# WHAT THE TASK ASKS
Copy each line of the entries that includes the word "plastic".

[Start of section]

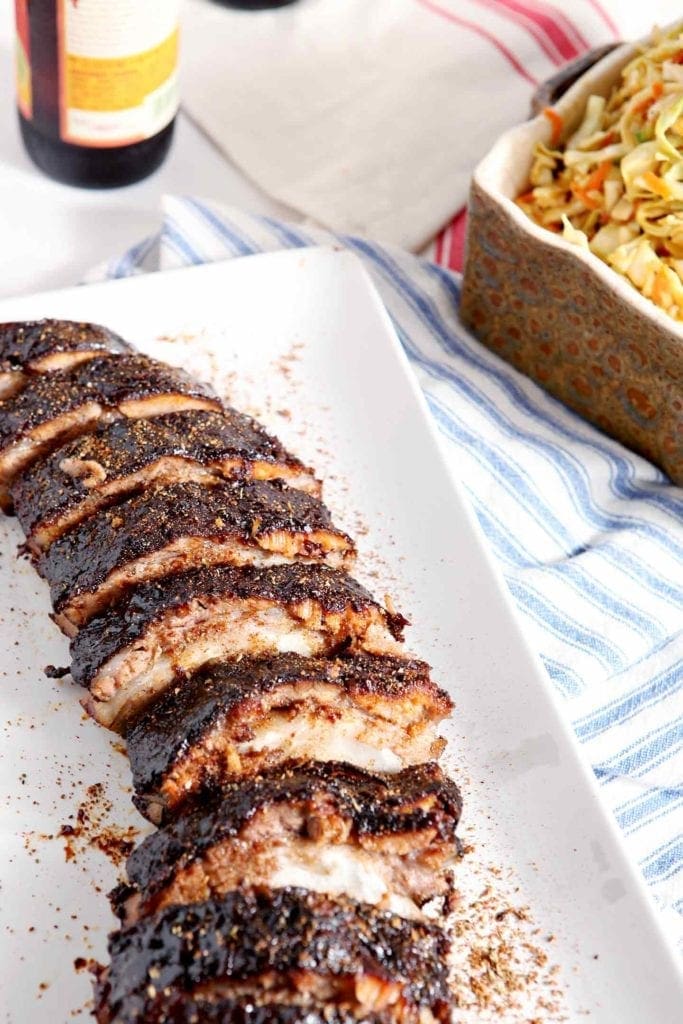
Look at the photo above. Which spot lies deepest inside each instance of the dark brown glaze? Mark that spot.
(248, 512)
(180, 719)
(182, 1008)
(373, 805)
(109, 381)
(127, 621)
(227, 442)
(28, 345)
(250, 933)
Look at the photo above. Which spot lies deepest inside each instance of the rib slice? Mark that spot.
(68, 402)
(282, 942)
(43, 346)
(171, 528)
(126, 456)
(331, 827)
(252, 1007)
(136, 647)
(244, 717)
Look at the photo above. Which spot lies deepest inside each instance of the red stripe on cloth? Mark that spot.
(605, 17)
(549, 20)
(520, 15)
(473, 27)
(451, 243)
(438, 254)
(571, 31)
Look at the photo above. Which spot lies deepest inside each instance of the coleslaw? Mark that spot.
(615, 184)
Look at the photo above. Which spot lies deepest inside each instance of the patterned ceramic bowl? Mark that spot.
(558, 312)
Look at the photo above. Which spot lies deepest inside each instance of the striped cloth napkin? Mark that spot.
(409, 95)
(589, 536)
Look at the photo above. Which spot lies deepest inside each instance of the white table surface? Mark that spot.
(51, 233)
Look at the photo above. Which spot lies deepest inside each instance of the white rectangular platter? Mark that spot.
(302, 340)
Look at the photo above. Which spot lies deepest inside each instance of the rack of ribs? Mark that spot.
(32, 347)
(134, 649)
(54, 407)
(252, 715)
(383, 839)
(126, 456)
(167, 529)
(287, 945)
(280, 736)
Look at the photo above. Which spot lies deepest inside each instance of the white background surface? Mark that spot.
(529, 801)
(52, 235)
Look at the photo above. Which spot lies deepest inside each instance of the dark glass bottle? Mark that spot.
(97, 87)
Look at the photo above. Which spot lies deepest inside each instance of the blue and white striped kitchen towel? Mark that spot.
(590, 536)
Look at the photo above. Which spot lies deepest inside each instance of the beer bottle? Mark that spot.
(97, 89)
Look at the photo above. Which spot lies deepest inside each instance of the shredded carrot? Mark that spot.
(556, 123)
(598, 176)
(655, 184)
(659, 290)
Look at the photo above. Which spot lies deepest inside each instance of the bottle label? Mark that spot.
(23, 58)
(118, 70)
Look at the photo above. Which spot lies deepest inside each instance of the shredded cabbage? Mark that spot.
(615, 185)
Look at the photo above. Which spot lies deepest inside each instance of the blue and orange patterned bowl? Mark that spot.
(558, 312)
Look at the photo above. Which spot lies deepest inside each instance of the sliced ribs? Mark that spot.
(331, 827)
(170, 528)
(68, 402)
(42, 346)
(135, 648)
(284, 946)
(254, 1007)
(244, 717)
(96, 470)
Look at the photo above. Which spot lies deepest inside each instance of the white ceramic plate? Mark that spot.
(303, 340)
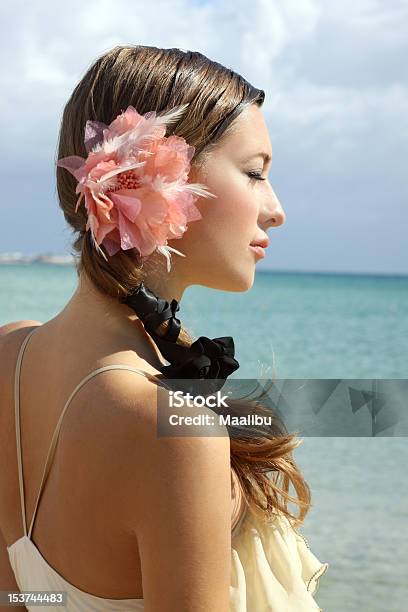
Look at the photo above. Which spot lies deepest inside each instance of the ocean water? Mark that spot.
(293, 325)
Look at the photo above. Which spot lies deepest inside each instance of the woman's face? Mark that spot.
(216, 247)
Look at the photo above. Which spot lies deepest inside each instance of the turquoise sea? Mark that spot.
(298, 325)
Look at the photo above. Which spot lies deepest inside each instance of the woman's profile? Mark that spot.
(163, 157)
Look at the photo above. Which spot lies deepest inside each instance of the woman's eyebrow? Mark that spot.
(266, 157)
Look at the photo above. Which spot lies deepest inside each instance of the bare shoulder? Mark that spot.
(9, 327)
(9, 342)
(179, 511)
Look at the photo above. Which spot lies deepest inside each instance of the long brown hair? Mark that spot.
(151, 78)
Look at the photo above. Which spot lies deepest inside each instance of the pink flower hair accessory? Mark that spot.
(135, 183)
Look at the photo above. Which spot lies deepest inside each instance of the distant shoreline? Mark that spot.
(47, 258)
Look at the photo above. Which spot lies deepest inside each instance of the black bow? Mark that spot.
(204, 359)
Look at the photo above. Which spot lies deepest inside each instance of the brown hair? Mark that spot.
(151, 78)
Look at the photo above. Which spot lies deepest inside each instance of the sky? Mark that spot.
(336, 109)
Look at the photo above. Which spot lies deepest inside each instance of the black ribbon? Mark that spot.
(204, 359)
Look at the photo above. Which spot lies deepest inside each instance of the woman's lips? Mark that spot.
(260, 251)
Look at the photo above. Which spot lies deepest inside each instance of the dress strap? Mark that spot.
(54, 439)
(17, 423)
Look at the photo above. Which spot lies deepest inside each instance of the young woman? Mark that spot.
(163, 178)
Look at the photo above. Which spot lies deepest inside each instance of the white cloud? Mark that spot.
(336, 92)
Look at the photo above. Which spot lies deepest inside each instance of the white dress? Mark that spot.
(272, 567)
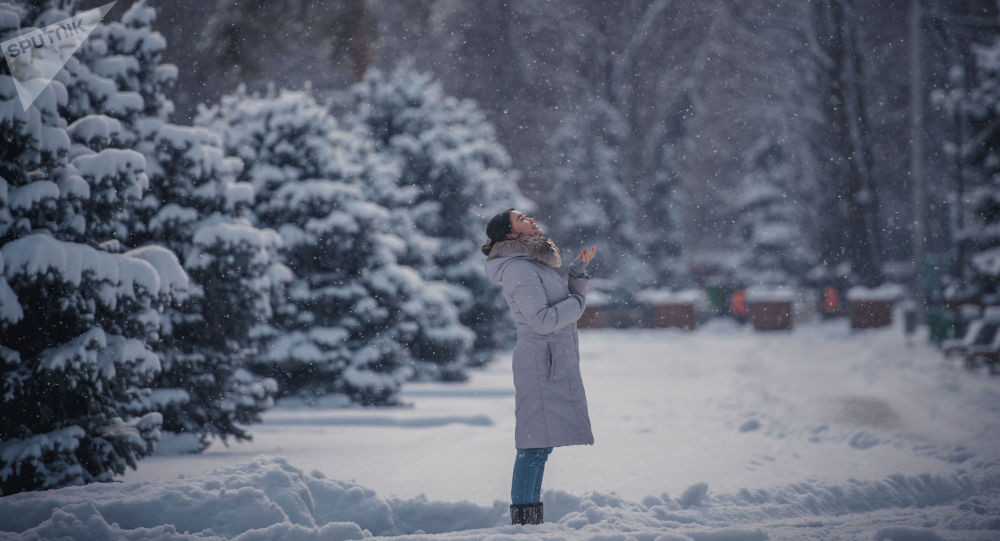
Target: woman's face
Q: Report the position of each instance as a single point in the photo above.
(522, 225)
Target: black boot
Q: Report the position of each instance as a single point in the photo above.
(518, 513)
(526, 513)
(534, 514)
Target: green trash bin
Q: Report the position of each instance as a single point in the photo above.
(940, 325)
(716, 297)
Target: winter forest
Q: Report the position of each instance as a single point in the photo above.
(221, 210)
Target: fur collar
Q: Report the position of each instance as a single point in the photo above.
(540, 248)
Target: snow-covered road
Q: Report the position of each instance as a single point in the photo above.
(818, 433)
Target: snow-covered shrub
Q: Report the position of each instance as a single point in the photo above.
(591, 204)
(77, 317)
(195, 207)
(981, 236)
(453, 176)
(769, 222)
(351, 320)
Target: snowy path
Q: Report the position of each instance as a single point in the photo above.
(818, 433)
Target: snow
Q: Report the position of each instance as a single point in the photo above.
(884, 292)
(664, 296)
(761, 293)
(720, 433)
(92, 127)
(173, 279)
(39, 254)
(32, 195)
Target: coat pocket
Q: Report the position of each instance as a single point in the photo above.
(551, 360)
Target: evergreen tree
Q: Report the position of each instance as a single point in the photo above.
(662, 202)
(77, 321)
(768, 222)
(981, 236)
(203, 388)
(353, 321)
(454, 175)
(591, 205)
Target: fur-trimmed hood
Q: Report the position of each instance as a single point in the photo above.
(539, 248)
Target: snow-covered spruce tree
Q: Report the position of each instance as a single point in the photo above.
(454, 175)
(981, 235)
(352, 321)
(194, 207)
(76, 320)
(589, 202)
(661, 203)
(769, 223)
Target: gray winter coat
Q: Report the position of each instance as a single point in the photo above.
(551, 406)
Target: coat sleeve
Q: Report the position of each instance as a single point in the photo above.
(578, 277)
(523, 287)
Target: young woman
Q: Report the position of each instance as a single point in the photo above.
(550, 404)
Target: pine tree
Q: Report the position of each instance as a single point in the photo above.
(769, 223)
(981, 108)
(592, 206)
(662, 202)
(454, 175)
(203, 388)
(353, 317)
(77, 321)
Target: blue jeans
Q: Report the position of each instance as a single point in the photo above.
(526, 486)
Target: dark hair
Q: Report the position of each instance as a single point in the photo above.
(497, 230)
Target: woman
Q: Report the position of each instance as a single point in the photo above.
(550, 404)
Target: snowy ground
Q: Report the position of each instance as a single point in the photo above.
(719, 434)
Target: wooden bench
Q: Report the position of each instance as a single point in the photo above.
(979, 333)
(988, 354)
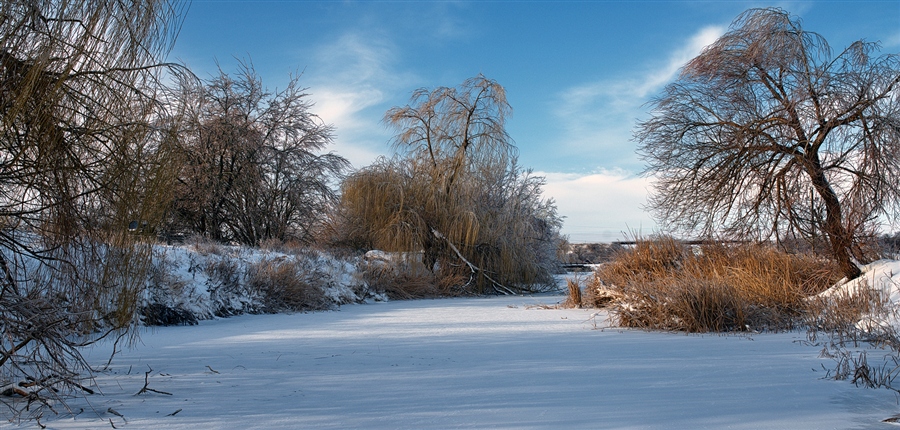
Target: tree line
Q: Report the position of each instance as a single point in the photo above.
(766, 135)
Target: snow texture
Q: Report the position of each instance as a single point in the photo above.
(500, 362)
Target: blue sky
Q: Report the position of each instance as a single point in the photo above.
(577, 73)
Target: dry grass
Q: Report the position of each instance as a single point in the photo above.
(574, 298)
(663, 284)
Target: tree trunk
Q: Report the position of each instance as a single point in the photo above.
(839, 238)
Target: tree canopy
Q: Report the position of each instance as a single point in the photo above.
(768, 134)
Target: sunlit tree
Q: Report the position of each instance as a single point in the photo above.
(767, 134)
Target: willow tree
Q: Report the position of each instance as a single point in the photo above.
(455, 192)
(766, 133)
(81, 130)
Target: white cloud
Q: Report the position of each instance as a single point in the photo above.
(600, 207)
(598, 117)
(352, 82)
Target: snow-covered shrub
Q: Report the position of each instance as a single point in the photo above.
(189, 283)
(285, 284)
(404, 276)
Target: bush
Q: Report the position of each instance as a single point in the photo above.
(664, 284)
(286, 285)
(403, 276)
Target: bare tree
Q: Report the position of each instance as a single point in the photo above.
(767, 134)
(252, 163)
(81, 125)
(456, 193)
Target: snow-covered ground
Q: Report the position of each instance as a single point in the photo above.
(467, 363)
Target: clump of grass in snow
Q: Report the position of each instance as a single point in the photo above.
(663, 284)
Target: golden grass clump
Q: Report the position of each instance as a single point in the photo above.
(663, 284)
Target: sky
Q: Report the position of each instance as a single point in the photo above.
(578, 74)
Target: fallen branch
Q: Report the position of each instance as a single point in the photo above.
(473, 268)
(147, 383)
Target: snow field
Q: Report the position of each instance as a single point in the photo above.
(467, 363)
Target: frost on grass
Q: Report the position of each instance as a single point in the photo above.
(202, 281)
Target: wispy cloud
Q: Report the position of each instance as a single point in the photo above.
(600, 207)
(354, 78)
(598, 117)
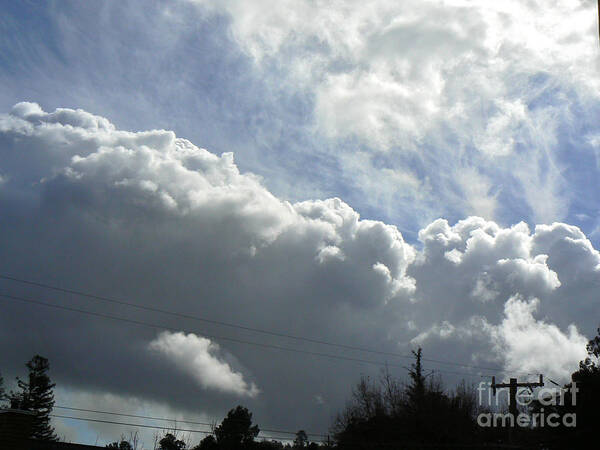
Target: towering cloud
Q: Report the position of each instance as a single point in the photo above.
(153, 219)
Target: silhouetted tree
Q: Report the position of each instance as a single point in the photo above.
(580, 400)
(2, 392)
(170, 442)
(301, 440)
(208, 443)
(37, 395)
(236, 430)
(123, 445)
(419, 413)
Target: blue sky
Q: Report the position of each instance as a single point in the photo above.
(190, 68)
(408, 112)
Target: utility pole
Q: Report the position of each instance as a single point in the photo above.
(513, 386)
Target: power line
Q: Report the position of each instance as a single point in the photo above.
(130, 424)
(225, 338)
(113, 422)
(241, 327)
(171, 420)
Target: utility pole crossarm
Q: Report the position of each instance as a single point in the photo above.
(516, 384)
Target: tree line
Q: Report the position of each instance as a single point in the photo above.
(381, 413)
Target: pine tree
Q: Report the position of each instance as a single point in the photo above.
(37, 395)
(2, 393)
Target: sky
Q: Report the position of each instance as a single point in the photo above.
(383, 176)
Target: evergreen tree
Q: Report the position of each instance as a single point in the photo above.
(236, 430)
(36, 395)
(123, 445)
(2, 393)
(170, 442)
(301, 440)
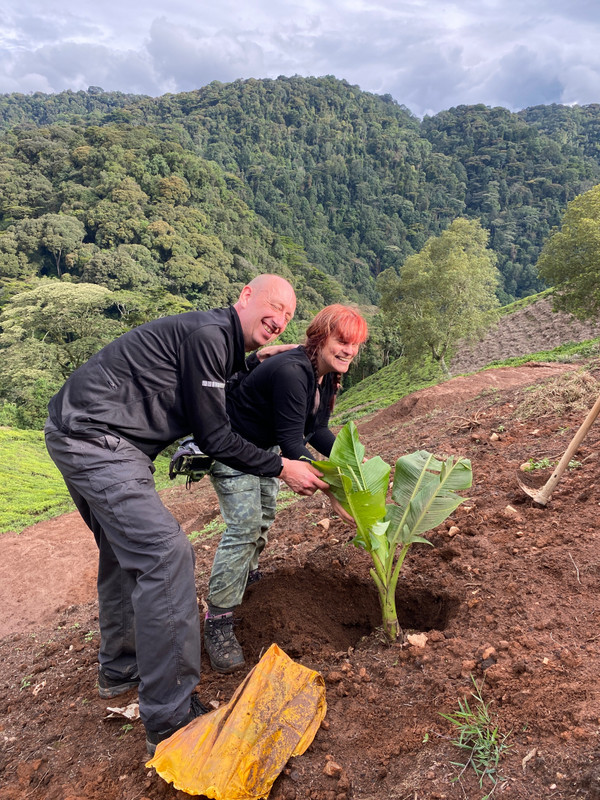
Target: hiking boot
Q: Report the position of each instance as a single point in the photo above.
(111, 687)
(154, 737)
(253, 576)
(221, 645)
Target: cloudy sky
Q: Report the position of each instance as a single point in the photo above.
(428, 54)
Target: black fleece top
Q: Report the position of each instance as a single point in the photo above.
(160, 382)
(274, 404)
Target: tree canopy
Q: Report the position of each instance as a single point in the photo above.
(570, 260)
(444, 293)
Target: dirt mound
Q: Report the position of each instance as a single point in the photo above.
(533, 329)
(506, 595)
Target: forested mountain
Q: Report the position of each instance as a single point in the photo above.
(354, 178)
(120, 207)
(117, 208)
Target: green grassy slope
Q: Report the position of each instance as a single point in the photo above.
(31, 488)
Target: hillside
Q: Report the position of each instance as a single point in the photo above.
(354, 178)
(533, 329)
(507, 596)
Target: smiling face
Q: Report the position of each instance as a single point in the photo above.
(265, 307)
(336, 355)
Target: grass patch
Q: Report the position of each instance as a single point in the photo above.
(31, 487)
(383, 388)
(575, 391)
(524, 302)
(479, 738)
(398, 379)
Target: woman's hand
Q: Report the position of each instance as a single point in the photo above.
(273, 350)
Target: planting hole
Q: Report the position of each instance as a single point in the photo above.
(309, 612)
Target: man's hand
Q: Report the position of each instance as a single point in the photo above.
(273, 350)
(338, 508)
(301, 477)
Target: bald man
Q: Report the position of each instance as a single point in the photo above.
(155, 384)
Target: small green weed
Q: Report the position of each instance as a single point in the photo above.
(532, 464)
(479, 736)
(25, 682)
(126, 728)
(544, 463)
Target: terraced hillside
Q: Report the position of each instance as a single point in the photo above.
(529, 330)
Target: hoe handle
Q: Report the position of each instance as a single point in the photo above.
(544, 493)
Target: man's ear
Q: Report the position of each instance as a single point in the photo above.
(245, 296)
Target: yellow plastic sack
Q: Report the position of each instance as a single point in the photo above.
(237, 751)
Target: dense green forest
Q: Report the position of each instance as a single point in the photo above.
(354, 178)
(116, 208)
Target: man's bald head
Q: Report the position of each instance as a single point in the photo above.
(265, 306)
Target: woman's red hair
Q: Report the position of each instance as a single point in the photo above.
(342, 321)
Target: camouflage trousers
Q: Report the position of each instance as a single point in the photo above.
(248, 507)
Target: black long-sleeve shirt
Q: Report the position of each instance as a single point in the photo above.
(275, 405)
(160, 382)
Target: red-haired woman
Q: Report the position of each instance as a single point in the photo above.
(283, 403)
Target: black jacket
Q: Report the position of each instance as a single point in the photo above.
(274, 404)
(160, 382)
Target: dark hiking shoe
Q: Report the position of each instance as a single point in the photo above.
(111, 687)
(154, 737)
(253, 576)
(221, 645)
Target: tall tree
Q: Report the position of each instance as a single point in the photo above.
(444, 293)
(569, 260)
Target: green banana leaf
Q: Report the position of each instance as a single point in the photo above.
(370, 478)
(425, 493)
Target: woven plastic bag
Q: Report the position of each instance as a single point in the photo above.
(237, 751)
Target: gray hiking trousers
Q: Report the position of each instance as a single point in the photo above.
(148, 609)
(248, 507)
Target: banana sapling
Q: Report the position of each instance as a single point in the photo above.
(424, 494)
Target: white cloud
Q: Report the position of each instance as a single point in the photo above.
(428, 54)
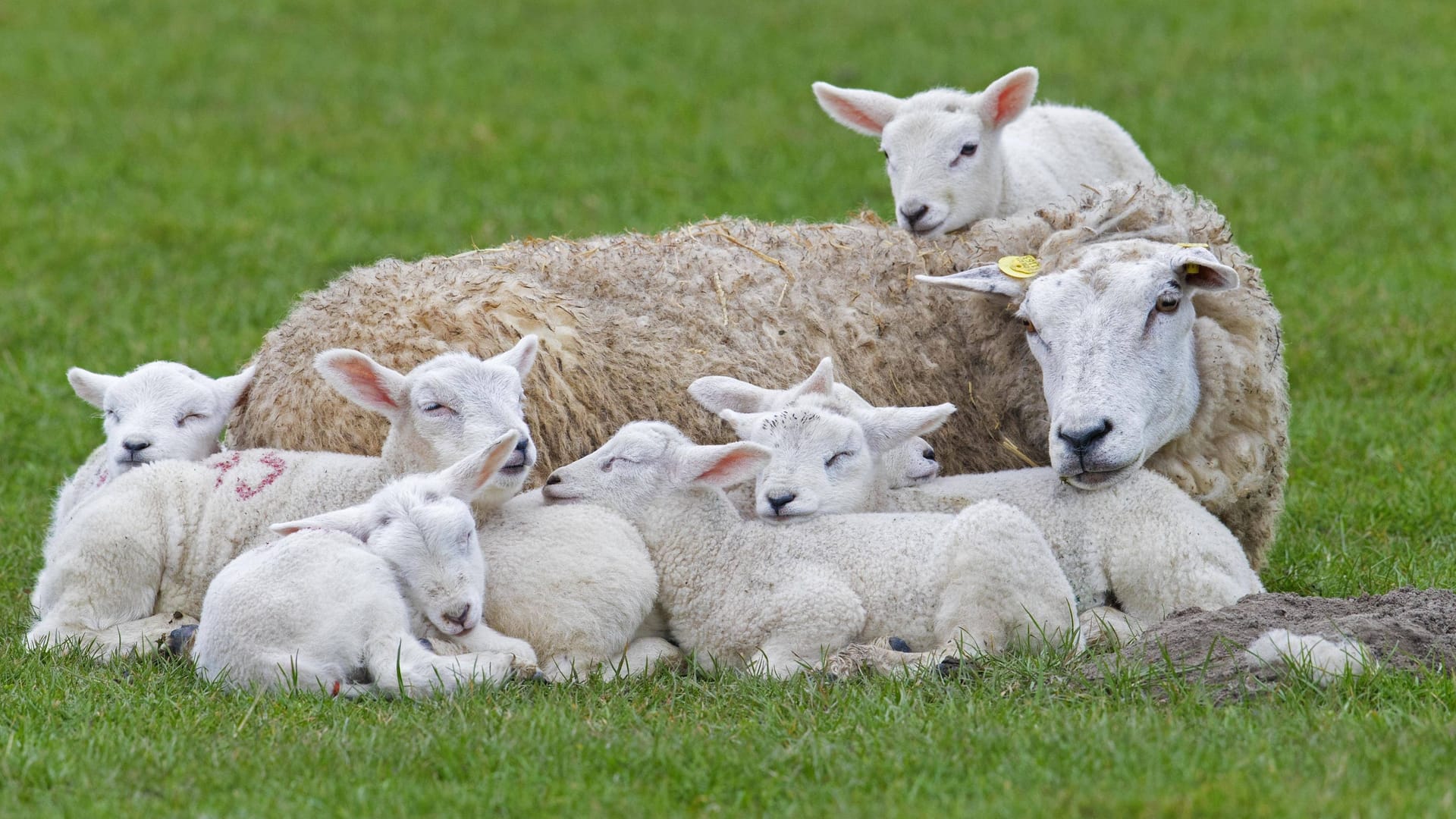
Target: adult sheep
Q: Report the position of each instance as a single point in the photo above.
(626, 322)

[End of section]

# WRITTEN SOLUTION
Target: yellow plastic sack
Target: woven plastic bag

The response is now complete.